(Image-grounded pointing data)
[Start of Attachment]
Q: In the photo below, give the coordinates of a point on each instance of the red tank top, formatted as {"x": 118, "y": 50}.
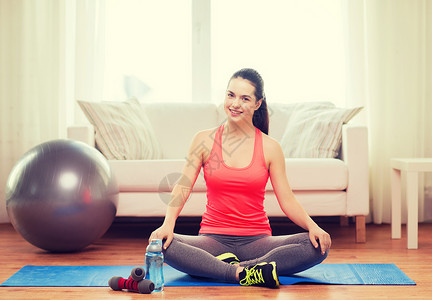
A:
{"x": 235, "y": 196}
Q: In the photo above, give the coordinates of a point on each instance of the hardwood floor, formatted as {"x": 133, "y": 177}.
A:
{"x": 124, "y": 244}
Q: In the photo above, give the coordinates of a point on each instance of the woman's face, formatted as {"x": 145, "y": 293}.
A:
{"x": 240, "y": 101}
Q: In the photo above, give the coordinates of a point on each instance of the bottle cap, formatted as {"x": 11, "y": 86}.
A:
{"x": 155, "y": 246}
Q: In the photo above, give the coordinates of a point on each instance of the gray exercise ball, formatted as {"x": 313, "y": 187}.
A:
{"x": 61, "y": 196}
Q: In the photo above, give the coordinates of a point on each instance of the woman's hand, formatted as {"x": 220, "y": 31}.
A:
{"x": 316, "y": 233}
{"x": 164, "y": 233}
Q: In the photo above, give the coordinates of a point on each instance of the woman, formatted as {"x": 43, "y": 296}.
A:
{"x": 235, "y": 242}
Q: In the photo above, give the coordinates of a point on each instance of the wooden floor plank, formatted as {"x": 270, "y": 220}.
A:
{"x": 125, "y": 244}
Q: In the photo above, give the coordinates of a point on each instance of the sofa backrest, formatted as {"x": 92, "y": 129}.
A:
{"x": 175, "y": 124}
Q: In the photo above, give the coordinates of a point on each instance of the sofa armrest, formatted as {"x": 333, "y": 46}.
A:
{"x": 82, "y": 133}
{"x": 355, "y": 155}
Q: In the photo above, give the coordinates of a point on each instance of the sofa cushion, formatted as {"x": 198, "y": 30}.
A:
{"x": 315, "y": 131}
{"x": 122, "y": 129}
{"x": 176, "y": 124}
{"x": 161, "y": 175}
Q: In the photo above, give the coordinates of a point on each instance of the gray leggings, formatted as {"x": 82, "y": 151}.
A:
{"x": 196, "y": 255}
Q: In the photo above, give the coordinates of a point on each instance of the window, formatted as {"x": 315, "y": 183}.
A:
{"x": 297, "y": 46}
{"x": 147, "y": 50}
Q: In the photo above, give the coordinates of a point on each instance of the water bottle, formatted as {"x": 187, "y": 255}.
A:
{"x": 154, "y": 264}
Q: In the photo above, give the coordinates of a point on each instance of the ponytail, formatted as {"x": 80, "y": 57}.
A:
{"x": 260, "y": 118}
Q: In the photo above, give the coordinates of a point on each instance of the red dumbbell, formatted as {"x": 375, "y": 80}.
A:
{"x": 135, "y": 282}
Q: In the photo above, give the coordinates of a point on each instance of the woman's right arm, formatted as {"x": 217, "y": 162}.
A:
{"x": 183, "y": 188}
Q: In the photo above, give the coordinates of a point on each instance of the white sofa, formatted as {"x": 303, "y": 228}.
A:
{"x": 324, "y": 186}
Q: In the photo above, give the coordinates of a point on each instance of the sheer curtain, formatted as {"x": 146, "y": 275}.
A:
{"x": 37, "y": 76}
{"x": 389, "y": 67}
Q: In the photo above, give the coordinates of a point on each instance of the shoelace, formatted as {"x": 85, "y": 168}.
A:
{"x": 253, "y": 276}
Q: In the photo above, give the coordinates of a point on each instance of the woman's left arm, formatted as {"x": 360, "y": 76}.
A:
{"x": 287, "y": 200}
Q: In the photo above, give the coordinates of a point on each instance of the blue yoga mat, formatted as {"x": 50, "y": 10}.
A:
{"x": 98, "y": 276}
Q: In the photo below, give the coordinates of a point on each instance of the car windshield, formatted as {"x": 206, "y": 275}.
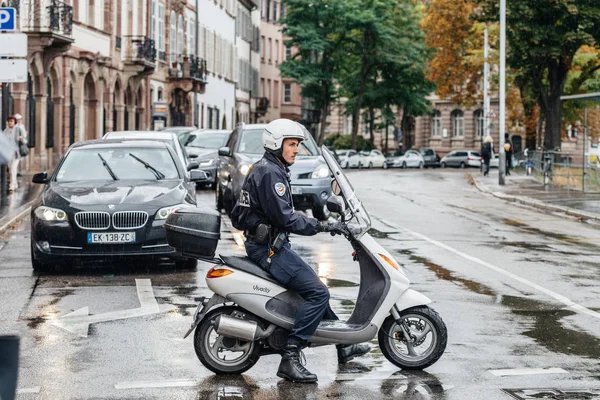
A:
{"x": 251, "y": 143}
{"x": 208, "y": 140}
{"x": 360, "y": 222}
{"x": 117, "y": 163}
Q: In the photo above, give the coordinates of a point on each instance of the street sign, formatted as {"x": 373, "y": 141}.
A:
{"x": 8, "y": 19}
{"x": 13, "y": 70}
{"x": 13, "y": 45}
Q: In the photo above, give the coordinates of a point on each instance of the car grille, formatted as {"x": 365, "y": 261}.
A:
{"x": 130, "y": 219}
{"x": 92, "y": 220}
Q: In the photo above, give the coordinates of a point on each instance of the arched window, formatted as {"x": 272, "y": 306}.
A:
{"x": 436, "y": 123}
{"x": 173, "y": 37}
{"x": 479, "y": 123}
{"x": 458, "y": 123}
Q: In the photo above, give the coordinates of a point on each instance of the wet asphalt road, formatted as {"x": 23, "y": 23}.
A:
{"x": 517, "y": 289}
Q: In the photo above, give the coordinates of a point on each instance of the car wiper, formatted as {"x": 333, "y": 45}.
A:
{"x": 108, "y": 168}
{"x": 159, "y": 175}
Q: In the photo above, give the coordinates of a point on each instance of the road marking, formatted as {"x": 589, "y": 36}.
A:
[End of Attachment]
WORK TASK –
Check each line of the entries above, and show every one holding the word "sofa".

RESPONSE –
Q: In the photo above, give the coordinates of a point on each instance of the sofa backrest, formatted as {"x": 92, "y": 129}.
Q: In the photo above, give the coordinates of a point on each instance of the sofa armrest, formatted as {"x": 333, "y": 46}.
Q: In the photo above, give the coordinates of a point on each instance of the sofa cushion, formatted as {"x": 198, "y": 30}.
Q: In the photo above, give the coordinates of a point on each instance of the white sofa, formatted as {"x": 303, "y": 228}.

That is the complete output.